(MATERIAL SUPPLIED begins)

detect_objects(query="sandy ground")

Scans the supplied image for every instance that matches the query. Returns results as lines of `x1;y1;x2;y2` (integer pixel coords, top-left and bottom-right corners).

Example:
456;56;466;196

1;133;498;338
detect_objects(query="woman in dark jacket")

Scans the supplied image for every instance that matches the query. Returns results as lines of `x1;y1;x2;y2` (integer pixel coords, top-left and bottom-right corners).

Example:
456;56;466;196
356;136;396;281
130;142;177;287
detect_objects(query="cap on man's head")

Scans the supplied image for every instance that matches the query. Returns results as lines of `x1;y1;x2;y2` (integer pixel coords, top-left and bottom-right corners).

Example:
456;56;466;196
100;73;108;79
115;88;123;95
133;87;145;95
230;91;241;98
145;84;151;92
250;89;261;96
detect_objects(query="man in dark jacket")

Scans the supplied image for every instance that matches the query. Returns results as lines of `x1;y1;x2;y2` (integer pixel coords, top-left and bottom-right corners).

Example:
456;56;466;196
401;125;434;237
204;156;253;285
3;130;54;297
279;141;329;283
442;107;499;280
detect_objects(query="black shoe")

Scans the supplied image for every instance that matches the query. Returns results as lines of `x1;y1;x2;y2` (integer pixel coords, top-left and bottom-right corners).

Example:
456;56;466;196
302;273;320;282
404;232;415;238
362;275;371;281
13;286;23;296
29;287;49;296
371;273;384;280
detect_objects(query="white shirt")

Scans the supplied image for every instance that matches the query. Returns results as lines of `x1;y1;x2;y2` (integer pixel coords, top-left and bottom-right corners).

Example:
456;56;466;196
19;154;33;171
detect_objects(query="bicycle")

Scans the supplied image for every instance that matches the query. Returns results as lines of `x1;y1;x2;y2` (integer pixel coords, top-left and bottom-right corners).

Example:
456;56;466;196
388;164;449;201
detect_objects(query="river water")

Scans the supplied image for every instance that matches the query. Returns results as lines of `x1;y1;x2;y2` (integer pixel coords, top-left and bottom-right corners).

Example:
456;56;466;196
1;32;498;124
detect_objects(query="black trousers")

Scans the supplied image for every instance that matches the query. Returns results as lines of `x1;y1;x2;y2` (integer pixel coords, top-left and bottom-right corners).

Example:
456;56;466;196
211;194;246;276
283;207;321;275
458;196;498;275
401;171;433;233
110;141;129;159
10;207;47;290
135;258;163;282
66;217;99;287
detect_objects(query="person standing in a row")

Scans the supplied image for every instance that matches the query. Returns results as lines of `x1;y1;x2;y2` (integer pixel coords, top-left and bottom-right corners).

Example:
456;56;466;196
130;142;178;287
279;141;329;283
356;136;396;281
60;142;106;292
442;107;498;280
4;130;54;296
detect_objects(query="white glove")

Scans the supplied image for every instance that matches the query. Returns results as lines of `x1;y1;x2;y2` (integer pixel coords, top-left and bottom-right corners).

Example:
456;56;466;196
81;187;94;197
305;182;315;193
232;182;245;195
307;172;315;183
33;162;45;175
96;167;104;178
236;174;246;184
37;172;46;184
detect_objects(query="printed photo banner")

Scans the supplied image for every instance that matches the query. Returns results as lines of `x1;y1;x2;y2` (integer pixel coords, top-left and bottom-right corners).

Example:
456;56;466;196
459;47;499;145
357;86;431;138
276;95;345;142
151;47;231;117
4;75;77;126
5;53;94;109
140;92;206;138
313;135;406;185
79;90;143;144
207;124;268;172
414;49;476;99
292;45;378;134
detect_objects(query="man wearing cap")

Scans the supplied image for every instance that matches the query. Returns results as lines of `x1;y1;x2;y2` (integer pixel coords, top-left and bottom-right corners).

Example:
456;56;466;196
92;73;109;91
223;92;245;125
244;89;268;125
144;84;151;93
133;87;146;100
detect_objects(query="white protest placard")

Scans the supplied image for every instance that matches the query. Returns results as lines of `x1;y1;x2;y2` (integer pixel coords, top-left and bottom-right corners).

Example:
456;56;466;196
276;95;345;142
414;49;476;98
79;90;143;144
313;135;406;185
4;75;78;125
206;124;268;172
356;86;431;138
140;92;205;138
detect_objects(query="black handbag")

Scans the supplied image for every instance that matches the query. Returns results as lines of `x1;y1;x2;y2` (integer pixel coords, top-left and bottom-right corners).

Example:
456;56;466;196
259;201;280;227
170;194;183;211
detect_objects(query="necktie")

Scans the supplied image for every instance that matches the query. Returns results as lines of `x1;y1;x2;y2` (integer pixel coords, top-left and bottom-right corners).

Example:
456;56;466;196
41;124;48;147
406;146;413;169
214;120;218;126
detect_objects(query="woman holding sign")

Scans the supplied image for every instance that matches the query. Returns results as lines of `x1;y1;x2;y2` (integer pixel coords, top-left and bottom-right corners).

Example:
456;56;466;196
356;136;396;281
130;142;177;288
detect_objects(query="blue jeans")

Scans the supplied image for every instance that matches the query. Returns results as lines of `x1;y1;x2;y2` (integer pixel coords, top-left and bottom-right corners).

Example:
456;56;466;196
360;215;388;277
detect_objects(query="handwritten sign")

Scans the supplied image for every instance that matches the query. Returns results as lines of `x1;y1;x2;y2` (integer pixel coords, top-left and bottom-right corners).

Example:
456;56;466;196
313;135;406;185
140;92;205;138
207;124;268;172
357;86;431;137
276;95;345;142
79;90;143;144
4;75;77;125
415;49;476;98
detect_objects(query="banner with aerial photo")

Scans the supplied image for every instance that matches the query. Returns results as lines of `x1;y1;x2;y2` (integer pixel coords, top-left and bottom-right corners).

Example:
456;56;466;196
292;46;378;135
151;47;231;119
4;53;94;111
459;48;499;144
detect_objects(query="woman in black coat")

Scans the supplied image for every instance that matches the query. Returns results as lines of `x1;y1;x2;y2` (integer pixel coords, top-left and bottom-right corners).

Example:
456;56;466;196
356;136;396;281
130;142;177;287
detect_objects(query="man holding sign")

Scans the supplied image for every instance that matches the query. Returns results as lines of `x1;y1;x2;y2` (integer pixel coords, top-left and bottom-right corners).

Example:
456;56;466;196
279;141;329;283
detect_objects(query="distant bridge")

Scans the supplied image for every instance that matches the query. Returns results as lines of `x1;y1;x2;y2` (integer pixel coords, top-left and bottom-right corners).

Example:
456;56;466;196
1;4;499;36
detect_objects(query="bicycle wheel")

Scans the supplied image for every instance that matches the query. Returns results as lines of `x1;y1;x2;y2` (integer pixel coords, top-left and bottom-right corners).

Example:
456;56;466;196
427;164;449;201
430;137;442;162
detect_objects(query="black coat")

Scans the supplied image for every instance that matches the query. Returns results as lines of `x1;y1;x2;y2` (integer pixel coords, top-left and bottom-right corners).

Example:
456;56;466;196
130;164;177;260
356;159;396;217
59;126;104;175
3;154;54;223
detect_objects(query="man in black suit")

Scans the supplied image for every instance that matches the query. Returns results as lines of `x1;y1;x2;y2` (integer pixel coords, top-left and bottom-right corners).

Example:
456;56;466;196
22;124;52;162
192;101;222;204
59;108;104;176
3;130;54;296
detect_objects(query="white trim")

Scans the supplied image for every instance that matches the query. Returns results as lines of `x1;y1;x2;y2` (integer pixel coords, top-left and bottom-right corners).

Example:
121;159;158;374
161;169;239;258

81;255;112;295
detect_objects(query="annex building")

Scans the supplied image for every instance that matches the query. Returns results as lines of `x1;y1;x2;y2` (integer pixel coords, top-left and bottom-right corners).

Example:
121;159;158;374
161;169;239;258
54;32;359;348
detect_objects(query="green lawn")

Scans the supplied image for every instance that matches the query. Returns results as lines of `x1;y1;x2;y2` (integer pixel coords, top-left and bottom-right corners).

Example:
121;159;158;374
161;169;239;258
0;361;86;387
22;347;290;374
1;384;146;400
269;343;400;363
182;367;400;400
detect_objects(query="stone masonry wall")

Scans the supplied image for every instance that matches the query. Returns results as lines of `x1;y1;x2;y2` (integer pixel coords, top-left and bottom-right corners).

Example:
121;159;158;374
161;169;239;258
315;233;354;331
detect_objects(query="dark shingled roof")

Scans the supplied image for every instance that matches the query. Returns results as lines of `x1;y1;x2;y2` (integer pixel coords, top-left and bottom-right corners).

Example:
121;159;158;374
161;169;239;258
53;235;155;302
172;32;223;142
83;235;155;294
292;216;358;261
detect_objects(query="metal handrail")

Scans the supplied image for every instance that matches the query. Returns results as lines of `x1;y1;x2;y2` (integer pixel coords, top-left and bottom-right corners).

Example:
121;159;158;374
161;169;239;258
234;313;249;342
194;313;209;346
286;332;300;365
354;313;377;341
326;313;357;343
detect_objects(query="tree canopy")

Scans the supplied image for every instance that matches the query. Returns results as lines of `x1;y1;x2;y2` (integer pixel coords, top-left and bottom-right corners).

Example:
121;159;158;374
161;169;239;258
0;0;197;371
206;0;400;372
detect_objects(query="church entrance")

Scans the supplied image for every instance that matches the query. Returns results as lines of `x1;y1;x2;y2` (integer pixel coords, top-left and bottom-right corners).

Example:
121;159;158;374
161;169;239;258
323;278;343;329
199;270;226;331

(MATERIAL SUPPLIED ends)

WORK ORDER: Return, from the data above, each line in which the string "banner" appears.

FINISHED TASK:
detect_objects(query="printed photo banner")
detect_objects(query="banner with aerial photo")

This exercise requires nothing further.